THE TASKS =>
1. Summarize the mailing-list post about turning a light table into a UV light source in two sentences.
2. Shift every coordinate in the answers of the entries up by 34, and write the entries out again with their requests unchanged. Begin at the line that has "Batch job #47 — class: white shorts." and stop after the line that has "328;290;924;896".
>> Start EXTRACTED TEXT
[alt-photo] Re: Can I convert a light table to UV light source?

Judy Seigel jseigel at panix.com
Fri Aug 13 17:26:41 GMT 2010


On Thu, 12 Aug 2010, Phil wrote:

> Can I convert a light table to UV light source by just replace 24" or 48" 
> regular light tube with BL or BLB light tube the same size and use as a UV 
> light table/box?
>
> Usually a light table has 2-4 tubes. Will the UV light power might be enough?
>
> Let's say the light box has 4x48" tubes, how long time it takes to expose a 
> cyanotype prints? My regular mid-day cyanotype takes 12-24 minutes.


In my experience, a light table configured for viewing transparencies 
works well with the plain light bulbs a few inches apart.... but for 
exposure (such as cyanotype) they should be close enough so you don't get 
hot spots. And the closer the paper, obviously, the closer the bulbs have 
to be.
>> End EXTRACTED TEXT
>> Start MATERIAL FOR THIS TASK
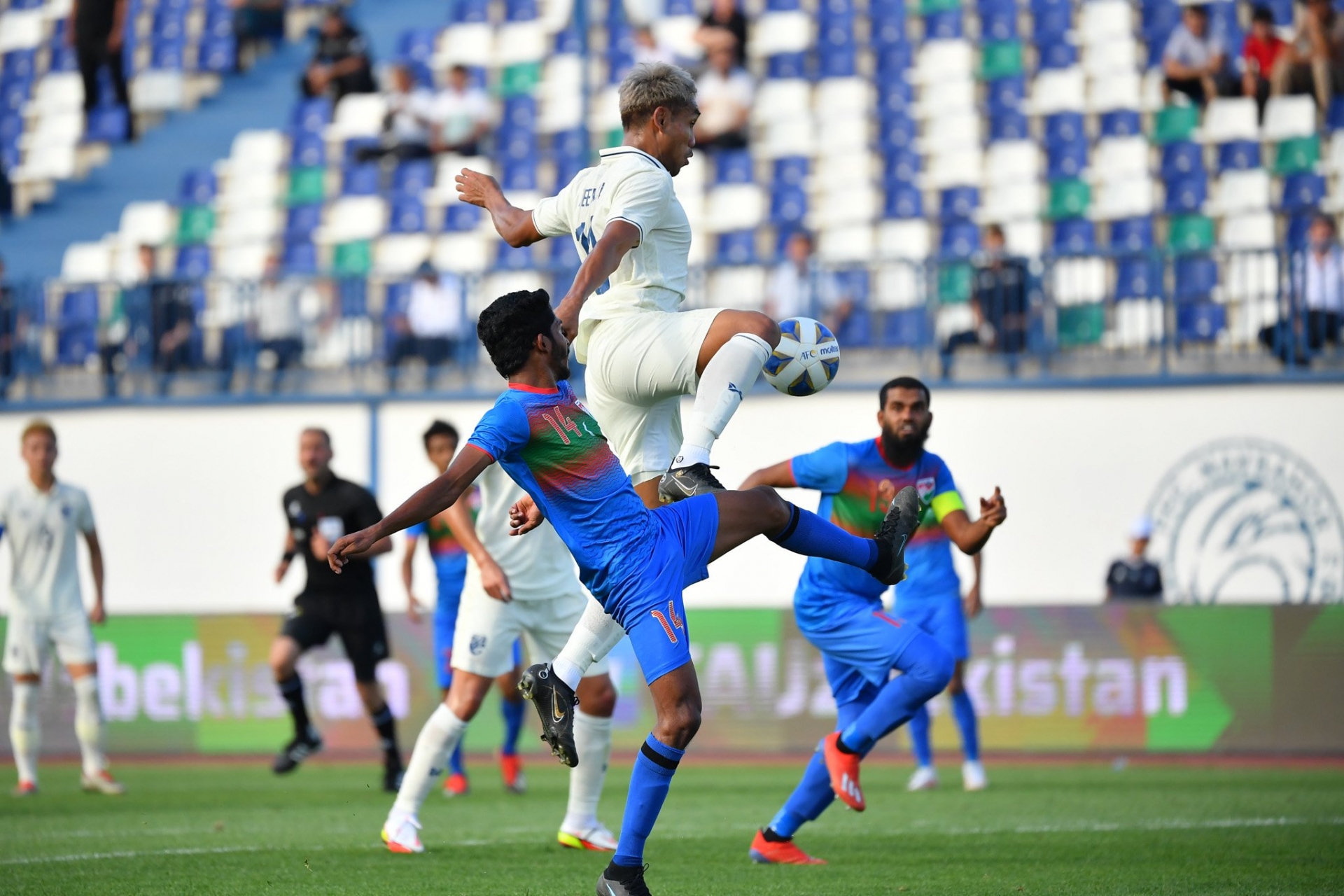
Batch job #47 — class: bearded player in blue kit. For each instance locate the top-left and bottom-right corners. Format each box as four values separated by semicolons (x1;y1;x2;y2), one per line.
742;376;1008;865
328;290;918;896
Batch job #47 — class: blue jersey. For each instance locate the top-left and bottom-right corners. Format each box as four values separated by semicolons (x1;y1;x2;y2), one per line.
789;440;965;630
468;382;659;606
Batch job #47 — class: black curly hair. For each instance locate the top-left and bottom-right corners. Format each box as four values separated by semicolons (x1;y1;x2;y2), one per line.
476;289;555;377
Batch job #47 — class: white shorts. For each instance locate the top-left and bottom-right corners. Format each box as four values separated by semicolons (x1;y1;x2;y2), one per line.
4;610;97;676
453;583;608;678
584;307;723;485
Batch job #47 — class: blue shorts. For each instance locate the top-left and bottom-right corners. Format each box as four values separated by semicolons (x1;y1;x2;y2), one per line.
802;602;918;706
897;595;970;659
605;494;719;684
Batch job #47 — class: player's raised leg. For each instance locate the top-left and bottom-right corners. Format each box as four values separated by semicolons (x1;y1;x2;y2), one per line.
659;310;780;501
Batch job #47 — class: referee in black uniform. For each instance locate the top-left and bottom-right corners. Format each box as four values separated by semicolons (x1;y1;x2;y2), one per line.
270;428;402;792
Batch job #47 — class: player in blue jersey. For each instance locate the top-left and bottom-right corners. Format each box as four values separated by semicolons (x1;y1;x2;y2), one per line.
742;376;1008;864
402;421;527;797
328;290;924;896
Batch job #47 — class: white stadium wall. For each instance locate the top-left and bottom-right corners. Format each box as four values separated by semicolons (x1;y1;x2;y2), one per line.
0;386;1344;614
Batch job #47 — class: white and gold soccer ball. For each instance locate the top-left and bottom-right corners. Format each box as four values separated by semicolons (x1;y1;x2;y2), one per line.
764;317;840;395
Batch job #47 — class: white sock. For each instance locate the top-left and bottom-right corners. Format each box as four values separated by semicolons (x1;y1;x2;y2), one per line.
672;333;771;468
74;676;108;775
390;703;466;816
561;709;612;834
551;598;625;688
9;681;42;783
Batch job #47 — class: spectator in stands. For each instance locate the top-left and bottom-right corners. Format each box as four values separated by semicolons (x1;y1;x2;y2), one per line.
1106;517;1163;601
66;0;136;140
1271;0;1344;114
1259;215;1344;364
358;63;440;161
430;66;495;156
300;7;378;102
228;0;285;71
387;262;465;376
695;0;748;66
764;230;853;332
1242;7;1286;115
1163;4;1227;106
257;254;321;371
695;43;755;150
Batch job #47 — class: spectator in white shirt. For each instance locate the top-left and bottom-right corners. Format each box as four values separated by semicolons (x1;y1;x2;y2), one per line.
387;262;465;372
359;64;438;161
695;41;755;149
430;66;495;156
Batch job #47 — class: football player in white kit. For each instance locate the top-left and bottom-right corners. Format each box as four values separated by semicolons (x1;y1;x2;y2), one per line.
383;465;620;853
0;421;124;797
457;62;780;506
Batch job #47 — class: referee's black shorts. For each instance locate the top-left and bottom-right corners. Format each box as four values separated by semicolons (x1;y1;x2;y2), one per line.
279;595;391;684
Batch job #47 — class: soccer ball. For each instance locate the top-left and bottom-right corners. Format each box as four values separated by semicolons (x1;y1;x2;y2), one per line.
764;317;840;395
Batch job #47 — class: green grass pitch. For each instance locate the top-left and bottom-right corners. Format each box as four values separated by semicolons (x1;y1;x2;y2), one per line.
0;754;1344;896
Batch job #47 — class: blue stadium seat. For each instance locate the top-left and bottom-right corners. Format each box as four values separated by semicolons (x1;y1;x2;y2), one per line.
989;111;1031;144
938;220;980;258
1100;108;1144;139
764;52;808;78
1218;140;1261;171
1116;258;1161;300
1161;140;1204;180
285;204;323;243
444;203;481;232
289;97;332;134
1163;172;1208;215
1280;172;1325;214
882;307;932;348
1046;111;1087;152
1110;218;1153;253
938;187;980;222
770;184;808;224
714;230;755;265
177;168;215;206
174;246;211;279
1176;302;1227;342
1046;137;1087;180
980;9;1017;41
714;149;755;184
393;158;434;196
340;161;382;196
1051;218;1097;255
289;132;327;168
1175;255;1218;302
985;75;1027;115
925;9;961;41
882;183;923;219
387;196;425;234
774;156;808;187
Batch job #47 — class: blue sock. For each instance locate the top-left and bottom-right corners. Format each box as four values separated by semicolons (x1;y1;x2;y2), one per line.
770;504;878;570
447;741;466;775
840;633;955;754
951;690;980;762
500;700;523;756
910;704;932;766
770;688;876;837
612;734;685;868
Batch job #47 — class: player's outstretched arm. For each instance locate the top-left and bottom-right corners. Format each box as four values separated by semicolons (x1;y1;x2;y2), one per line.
327;444;495;573
942;486;1008;555
738;461;798;491
453;168;546;248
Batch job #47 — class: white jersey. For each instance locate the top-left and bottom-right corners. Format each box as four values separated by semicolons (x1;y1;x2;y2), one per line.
532;146;691;363
466;463;583;601
0;478;92;617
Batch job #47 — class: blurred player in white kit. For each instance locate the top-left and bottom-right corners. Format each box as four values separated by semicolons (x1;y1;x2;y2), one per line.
0;421;124;797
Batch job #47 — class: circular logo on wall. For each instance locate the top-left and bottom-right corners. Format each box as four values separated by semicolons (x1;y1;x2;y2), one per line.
>> End MATERIAL FOR THIS TASK
SOLUTIONS TO EACH TASK =>
1. Phil asks whether swapping a light table's regular tubes for BL or BLB tubes of the same size would make a usable UV light box, whether two to four tubes would give enough power, and how long a cyanotype would take under four 48" tubes, given that a mid-day cyanotype of his takes 12-24 minutes. Judy Seigel replies that a light table for viewing transparencies works with bulbs a few inches apart, but for exposure such as cyanotype the bulbs should be close enough to avoid hot spots, and the closer the paper, the closer the bulbs have to be.

2.
Batch job #47 — class: white shorts. For each instance locate the top-left and bottom-right corners. Format each box as four values separated by semicolons (x1;y1;x2;y2), one per line.
38;644;131;710
487;617;642;712
618;341;757;519
Batch job #47 — class: blue shorts. For each instance locate the top-left and bottom-right corners. Format each box as four values separated by semicolons (x1;y1;x2;y2), one per line.
836;636;952;740
931;629;1004;693
639;528;753;718
Batch job #47 — class: player's raised leg. For each instance locate the top-left and bottom-right corners. Format each box as four values separated by semicolons (x1;y1;x2;y2), one per line.
693;344;814;535
Batch job #47 — class: referee in black uniform. For each instance locate the top-left and bottom-right corners. Format each box as four values separated by semicolons (x1;y1;x2;y2), one per line.
304;462;436;826
Batch job #47 — class: player in blue jersey. For each instance locate the top-left and bottom-right corners. Format each box as four values separated by semicolons (x1;y1;x2;y2), one per line.
776;410;1042;898
436;455;561;831
362;324;958;930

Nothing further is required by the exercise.